> **TASK TO COMPLETE**: Can you set down the rows below without any changes, from the line with "Spot the marina" through the last row, including both of those lines?

> **SUPPLIED MATERIAL**:
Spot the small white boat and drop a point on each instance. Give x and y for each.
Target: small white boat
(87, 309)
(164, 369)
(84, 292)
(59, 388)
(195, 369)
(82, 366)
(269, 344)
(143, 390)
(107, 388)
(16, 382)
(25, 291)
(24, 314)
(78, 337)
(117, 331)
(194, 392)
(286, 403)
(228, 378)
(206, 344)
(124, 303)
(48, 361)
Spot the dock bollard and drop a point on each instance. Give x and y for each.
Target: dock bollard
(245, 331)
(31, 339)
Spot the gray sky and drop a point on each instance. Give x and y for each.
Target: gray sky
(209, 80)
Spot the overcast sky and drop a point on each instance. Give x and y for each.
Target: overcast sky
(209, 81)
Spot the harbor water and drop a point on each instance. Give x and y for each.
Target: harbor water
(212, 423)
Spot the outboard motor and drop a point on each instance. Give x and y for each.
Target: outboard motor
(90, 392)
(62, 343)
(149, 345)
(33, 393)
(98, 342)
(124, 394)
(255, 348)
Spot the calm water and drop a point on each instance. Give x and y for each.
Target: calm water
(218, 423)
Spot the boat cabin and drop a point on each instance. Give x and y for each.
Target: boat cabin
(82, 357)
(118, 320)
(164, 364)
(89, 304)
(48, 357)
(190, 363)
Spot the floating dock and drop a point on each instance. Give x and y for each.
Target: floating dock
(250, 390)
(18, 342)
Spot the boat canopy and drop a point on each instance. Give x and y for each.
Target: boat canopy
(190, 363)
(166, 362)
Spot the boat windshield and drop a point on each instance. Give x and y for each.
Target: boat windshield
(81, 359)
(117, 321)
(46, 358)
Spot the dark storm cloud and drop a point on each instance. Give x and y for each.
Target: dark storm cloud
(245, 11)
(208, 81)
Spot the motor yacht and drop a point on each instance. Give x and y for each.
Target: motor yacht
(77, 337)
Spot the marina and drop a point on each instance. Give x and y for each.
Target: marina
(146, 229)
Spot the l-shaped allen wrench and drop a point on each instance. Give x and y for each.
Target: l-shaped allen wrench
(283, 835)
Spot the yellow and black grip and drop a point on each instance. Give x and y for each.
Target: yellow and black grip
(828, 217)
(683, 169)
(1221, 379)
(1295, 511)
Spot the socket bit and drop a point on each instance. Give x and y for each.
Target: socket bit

> **REPLY**:
Spot the marina and drop a point on each instance. Give x and y for each.
Target: marina
(146, 229)
Spot the l-shaped allen wrench and drop a point on each instance. Give x and y for each.
Target: l-shaped allen wrench
(283, 835)
Spot the yellow and black grip and drop a point on each instance. Give x and y for each.
Target: yellow and black grip
(828, 217)
(683, 169)
(1221, 379)
(1295, 511)
Spot the socket bit and drop a point on each instance. Give x and y for each.
Target: socket bit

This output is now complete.